DATA SECTION Block Start

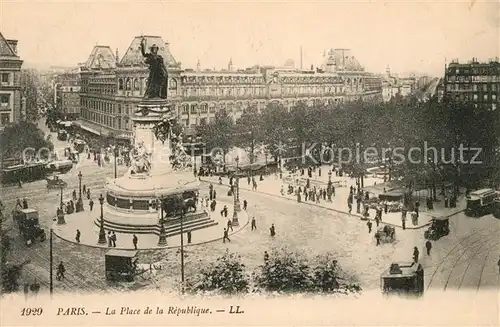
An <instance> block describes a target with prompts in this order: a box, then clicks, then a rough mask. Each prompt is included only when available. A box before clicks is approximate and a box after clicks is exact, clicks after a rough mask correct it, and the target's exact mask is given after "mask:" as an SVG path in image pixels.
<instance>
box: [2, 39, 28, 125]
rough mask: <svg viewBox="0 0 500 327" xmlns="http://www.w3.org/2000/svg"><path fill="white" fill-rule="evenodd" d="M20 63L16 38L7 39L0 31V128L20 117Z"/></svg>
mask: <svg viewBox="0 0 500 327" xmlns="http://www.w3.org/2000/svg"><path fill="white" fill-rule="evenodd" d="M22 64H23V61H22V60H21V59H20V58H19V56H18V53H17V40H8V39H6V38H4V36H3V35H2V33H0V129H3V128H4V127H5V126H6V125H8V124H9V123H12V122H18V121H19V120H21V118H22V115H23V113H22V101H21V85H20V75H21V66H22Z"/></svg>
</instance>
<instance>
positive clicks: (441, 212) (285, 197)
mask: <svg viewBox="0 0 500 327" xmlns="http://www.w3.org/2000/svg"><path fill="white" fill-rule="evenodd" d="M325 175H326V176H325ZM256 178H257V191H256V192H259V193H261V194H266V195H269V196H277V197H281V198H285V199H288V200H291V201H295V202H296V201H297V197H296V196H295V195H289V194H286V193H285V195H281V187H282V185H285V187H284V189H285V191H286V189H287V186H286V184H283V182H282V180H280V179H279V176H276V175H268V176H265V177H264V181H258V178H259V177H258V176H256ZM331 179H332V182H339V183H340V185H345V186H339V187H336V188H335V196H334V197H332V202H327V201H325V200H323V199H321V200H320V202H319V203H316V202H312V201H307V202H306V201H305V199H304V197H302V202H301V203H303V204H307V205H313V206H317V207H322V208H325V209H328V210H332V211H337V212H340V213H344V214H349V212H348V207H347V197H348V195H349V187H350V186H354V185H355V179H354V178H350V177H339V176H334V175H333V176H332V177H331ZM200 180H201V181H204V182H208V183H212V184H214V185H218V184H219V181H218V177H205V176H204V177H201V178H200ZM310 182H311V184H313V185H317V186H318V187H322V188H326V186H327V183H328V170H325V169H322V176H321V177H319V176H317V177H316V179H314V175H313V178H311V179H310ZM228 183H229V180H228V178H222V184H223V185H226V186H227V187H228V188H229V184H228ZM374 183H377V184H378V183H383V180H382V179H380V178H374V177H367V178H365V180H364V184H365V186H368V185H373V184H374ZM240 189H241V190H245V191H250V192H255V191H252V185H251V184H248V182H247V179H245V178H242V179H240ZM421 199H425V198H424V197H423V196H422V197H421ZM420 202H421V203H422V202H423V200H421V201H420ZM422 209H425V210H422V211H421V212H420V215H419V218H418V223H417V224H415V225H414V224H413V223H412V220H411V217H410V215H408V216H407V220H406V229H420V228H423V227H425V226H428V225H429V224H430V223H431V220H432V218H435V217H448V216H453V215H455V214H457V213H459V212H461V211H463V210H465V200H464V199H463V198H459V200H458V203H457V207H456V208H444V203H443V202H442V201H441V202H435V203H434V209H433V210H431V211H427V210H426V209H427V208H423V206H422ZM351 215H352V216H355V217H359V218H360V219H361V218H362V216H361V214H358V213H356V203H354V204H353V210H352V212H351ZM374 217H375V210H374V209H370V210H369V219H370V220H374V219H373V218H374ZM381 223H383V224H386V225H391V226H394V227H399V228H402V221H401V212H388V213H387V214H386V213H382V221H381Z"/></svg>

DATA SECTION Block End

• WHAT IS BEING ASKED
Copy the lines of the records exactly, starting at the line with "</instance>" and ending with the line with "positive clicks: (441, 212) (285, 197)", both included.

• EXERCISE SOLUTION
</instance>
<instance>
positive clicks: (441, 212) (285, 197)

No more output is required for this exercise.